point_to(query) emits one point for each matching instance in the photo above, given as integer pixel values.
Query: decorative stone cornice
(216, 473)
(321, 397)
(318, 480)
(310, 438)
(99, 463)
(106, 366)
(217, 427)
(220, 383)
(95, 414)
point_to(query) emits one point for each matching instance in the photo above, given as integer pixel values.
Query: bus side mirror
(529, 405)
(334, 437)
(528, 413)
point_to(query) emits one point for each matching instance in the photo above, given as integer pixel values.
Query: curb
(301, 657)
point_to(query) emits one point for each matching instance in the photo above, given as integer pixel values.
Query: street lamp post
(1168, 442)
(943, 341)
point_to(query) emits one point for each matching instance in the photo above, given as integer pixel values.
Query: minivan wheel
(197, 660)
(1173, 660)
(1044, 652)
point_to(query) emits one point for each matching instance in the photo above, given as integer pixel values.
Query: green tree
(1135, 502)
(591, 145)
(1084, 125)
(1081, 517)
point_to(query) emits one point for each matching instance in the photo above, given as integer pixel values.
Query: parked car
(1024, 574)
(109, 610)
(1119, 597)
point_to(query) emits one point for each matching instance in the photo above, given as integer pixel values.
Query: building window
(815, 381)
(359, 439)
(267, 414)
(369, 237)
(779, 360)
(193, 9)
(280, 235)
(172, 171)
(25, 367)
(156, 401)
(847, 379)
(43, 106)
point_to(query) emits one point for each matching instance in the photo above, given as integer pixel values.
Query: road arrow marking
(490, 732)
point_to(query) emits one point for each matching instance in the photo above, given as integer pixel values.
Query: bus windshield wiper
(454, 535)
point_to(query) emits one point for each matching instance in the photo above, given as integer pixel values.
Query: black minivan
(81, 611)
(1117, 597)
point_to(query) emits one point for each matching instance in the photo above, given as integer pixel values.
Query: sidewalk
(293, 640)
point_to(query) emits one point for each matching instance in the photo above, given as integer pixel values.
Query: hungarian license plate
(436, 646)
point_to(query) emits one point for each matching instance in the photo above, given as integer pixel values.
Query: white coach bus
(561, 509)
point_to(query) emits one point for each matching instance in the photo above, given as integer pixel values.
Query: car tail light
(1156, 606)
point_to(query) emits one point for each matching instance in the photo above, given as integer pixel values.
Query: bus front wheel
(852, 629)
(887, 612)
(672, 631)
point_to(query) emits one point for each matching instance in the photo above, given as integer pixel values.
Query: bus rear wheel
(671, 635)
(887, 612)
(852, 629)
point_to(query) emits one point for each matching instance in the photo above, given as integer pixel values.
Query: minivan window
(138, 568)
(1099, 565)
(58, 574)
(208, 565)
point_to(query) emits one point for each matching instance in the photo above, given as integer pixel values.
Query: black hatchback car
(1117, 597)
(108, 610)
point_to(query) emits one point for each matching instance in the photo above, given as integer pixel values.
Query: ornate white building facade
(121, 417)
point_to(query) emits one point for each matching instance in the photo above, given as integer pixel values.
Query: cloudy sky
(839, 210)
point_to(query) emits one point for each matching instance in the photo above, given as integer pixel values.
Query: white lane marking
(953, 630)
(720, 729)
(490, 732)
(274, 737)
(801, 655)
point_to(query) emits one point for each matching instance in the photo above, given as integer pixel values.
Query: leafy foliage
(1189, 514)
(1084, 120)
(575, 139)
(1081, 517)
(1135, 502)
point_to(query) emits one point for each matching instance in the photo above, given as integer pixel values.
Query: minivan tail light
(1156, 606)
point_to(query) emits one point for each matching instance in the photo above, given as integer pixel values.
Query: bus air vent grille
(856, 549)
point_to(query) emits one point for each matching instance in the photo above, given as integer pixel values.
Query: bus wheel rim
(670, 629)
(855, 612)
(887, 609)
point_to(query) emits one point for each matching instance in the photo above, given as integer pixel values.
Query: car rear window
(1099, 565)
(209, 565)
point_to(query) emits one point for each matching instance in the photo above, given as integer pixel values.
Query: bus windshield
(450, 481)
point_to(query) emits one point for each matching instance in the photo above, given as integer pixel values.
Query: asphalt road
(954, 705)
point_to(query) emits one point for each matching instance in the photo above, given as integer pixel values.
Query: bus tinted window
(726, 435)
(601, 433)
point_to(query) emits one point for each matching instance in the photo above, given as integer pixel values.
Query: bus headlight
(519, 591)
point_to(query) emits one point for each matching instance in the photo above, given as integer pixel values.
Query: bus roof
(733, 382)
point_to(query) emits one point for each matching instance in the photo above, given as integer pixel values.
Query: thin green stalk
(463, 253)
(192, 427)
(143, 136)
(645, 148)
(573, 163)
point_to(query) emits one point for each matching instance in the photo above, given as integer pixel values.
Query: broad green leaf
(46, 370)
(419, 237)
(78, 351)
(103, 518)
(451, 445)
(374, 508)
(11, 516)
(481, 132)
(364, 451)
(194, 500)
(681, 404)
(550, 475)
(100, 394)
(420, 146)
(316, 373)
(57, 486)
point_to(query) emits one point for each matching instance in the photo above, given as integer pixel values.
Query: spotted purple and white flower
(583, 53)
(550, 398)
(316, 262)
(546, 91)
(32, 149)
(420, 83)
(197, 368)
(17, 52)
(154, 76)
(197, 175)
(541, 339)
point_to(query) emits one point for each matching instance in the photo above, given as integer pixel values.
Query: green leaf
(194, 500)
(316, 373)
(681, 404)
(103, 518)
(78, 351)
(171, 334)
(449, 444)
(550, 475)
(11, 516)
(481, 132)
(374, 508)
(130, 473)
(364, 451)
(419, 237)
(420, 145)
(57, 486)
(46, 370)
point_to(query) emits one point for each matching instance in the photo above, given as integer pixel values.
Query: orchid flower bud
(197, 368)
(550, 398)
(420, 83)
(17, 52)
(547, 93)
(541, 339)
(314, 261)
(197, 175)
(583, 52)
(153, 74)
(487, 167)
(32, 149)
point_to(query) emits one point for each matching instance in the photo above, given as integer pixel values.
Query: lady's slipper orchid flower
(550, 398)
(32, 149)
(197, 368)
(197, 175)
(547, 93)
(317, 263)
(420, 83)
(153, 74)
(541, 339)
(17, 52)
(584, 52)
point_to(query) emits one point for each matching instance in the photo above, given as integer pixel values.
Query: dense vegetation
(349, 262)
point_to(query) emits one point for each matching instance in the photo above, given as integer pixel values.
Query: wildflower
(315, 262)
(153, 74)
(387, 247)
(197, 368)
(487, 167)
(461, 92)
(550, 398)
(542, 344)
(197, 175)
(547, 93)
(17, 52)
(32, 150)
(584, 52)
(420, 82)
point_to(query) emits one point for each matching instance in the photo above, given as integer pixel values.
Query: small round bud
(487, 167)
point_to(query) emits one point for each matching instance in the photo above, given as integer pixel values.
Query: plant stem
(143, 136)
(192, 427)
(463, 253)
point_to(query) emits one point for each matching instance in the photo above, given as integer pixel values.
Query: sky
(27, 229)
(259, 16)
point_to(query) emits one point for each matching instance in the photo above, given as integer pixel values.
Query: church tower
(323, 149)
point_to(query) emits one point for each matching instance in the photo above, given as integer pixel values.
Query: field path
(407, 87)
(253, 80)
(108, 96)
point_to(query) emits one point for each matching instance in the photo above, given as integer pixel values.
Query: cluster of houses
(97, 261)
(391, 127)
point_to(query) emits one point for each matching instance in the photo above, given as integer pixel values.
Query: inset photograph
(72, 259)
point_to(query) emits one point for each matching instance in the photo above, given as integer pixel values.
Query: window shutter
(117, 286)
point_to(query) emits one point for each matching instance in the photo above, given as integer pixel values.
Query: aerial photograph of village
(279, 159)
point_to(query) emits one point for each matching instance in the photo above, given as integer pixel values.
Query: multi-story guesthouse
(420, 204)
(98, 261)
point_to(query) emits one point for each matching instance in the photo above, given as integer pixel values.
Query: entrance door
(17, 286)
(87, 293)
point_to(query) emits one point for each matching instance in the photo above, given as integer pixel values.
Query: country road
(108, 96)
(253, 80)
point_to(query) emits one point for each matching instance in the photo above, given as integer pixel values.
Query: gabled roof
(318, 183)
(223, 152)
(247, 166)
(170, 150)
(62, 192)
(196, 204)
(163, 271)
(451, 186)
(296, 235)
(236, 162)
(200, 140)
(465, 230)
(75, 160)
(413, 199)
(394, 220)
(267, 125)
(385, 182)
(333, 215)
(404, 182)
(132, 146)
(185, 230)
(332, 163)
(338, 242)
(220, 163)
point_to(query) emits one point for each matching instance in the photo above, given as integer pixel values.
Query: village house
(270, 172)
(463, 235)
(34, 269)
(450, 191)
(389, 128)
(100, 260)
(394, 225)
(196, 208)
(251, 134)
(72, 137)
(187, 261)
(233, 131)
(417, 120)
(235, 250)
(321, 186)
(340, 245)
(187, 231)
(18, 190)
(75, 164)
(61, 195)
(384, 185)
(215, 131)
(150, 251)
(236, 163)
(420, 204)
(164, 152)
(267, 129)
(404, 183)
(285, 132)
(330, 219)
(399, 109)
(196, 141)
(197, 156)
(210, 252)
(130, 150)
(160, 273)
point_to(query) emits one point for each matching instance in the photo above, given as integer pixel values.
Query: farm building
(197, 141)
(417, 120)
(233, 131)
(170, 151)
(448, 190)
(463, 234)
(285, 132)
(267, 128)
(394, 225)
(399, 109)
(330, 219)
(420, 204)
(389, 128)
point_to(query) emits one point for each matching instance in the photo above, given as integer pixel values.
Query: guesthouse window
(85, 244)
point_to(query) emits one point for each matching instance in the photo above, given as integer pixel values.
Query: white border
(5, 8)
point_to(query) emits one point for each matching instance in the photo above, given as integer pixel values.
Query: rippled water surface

» Instruction: Pick out every line of the items above that contains the string "wheel", matching case exactly, and copy each of those lines.

» Answer to this problem:
Query: minivan wheel
Query: bus front wheel
Query: bus rear wheel
Query: bus wheel rim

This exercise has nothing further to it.